### Activity 1
According to the excerpt on J&J's quarterly results, by what percentage did the company's sales grow over the same period last year?
### Activity 2
In the excerpt on J&J's quarterly results, rewrite the stretch from "Excluding certain items, adjusted" through "to $10.70 per share.", substituting "outlook" for "guidance".
[Excerpt to read Boundary: Start]
J&J, whose financial results are considered a bellwether for the broader health sector, said its sales during the quarter grew 6.3% over the same period last year.
The pharmaceutical giant reported a net income of $5.14 billion, or $1.96 per share. That compares with a net income of $4.8 billion, or $1.80 per share, for the same period a year ago.
Excluding certain items, adjusted earnings per share were $2.80 for the period.
J&J is now forecasting full-year sales of $98.80 billion to $99.80 billion, about $1 billion higher than the guidance provided in April.
The company raised its 2023 adjusted earnings outlook to $10.70 to $10.80 per share, from a previous forecast of $10.60 to $10.70 per share.
Sales for the company’s medical devices business rose to $7.79 billion, up 12.9% from the second quarter of 2022.
J&J said growth came from electrophysiological products, which evaluate the heart’s electrical system and help doctors understand the cause of abnormal heart rhythms. Wound closure products and devices for orthopedic trauma, or serious injuries of the skeletal or muscular system, also contributed.
[Excerpt to read Boundary: End]
[Collected data Boundary: Start]
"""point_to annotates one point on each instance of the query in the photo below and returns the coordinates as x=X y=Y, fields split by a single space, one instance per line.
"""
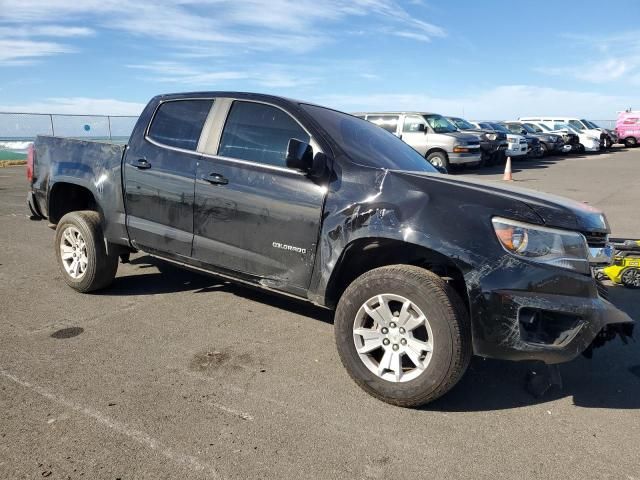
[Collected data Boundary: End]
### Task answer 1
6.3%

### Task answer 2
Excluding certain items, adjusted earnings per share were $2.80 for the period.
J&J is now forecasting full-year sales of $98.80 billion to $99.80 billion, about $1 billion higher than the outlook provided in April.
The company raised its 2023 adjusted earnings outlook to $10.70 to $10.80 per share, from a previous forecast of $10.60 to $10.70 per share.